__PASSAGE PROVIDED__.
*****

No, the bug is where the invalid input is generated in the first
place. Each API has its contract; if you violate the contract, you
invoke undefined behavior.
> If this is what you need, why not simply test the payload for being a
> unibyte string? There a function, multibyte-string-p, for that.
>
> There are a lot of variables to test (see the comment above the mapconcat call).
Looks like mapc will be able to deal with that. Or just use concat,
and test the result with multibyte-string-p before sending. Or encode
it with UTF-8, if it is not unibyte already.
Btw, I don't think the comment which explains why we started using
mapconcat is accurate these days. It was written before the move to
Unicode in Emacs 23, but we stopped converting raw bytes into Latin-1
characters in Emacs 23 and later. So maybe we should just go back to
using concat (with erroring out, if the result is multibyte, and/or
maybe with replacing 'length' with 'string-bytes').
Bottom line: like I said, there should be no reason to use
string-*-unibyte in modern Emacs code on the url-http level or higher
(maybe not at all). Its use is a sign of some basic misunderstanding,
or a bug elsewhere, or remnant of old problems that no longer exist.

*****

__SUPPLIED ENTRIES__.
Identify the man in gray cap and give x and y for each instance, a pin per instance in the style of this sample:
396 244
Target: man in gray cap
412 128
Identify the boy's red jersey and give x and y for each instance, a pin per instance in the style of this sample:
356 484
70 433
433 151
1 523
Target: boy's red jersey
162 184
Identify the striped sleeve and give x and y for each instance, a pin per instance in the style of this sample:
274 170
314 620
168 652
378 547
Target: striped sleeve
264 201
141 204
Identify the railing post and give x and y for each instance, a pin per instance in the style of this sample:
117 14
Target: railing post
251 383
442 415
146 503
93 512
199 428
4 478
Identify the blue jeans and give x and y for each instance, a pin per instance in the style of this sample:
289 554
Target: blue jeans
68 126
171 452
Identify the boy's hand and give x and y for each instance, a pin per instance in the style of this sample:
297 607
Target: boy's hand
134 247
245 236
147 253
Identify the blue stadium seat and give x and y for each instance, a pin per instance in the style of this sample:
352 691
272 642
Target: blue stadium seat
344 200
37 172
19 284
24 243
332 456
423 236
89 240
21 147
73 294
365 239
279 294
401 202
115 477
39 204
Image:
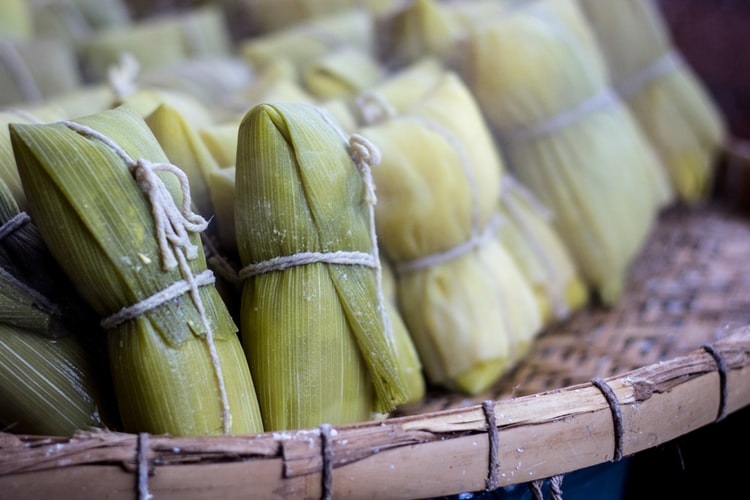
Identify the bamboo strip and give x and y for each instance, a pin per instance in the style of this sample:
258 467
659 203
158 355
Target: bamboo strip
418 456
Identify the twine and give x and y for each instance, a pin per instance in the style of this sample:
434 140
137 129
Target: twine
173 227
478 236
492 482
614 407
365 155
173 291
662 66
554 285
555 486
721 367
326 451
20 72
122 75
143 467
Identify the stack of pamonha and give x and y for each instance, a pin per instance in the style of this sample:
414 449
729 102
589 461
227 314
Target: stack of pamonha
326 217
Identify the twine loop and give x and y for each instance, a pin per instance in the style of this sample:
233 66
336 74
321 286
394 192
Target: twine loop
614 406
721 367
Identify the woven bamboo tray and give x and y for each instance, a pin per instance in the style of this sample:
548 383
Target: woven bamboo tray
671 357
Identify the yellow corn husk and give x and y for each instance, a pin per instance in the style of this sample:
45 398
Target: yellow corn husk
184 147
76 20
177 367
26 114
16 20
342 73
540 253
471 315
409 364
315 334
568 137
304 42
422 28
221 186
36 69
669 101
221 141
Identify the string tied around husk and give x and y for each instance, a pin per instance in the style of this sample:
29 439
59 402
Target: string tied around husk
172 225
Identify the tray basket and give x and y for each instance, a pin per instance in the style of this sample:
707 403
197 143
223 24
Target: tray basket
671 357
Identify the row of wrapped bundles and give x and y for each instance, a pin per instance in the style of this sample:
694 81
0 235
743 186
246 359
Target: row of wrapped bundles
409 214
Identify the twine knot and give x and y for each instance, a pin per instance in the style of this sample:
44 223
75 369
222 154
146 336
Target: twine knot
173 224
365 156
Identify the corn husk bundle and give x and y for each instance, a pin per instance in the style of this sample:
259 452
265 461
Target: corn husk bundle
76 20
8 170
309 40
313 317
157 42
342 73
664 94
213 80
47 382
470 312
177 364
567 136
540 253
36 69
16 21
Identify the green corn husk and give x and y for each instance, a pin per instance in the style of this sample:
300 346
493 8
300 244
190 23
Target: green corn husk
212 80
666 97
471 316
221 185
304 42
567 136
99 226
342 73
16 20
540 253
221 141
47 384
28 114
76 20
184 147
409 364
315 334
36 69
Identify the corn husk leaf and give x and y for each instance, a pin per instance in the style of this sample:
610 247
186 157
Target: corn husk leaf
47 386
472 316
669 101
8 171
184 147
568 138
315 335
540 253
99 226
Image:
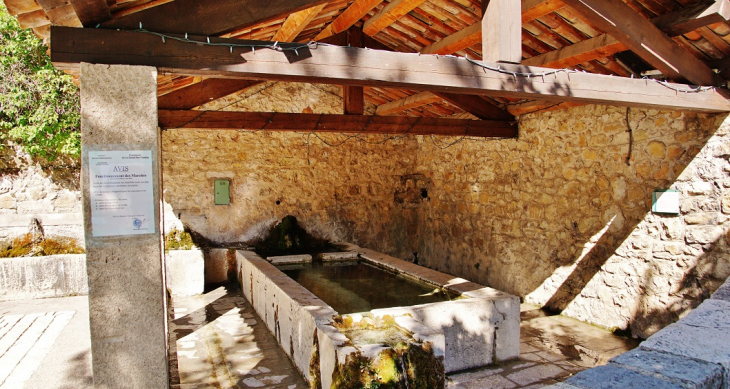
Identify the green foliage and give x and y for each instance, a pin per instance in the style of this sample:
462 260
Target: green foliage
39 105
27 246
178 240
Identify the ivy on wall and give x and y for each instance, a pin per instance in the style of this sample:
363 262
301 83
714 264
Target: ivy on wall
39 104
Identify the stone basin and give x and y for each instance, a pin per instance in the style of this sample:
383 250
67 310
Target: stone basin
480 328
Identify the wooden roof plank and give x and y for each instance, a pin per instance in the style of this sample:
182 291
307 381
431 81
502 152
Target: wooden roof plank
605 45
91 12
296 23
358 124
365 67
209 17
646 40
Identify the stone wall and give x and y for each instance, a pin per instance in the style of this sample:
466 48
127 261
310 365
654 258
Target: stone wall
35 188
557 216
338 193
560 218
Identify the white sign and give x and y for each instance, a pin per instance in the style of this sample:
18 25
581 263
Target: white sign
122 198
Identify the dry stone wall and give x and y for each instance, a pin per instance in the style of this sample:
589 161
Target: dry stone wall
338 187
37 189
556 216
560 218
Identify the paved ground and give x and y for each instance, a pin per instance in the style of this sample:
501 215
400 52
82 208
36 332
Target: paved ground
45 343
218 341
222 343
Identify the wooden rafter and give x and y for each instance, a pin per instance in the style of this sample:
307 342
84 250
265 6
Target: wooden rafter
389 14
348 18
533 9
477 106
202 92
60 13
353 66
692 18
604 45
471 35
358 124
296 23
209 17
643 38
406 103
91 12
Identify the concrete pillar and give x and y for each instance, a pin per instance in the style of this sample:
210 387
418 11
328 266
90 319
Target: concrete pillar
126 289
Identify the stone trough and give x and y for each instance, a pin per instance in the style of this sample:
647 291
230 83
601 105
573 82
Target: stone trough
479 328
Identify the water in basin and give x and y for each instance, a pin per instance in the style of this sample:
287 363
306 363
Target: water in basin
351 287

*****

__WORK ORDER 1__. According to the closing sentence of the Emacs passage, what are the possible signs indicated by using string-*-unibyte? List each one.
__WORK ORDER 2__. Carry on writing the Emacs passage from its last sentence.

__ANSWER SECTION 1__.
- Some basic misunderstanding
- A bug elsewhere
- A remnant of old problems that no longer exist

__ANSWER SECTION 2__.
So I think we should reconsider the solution on master as well.
> I'm fine either way, but my patch changes two characters, and yours will be longer.
I don't think the quality of a change should be judged by the number
of characters in the patch. That is a very strange criterion, to say
the least. It would mean, for example, that changes with comments are
worse than changes without comments, or that saving newlines in C code
(which makes the code less readable) is a virtue.
> And you'll have to come up with the error message(s).
Are you saying you like the error message from string-to-unibyte?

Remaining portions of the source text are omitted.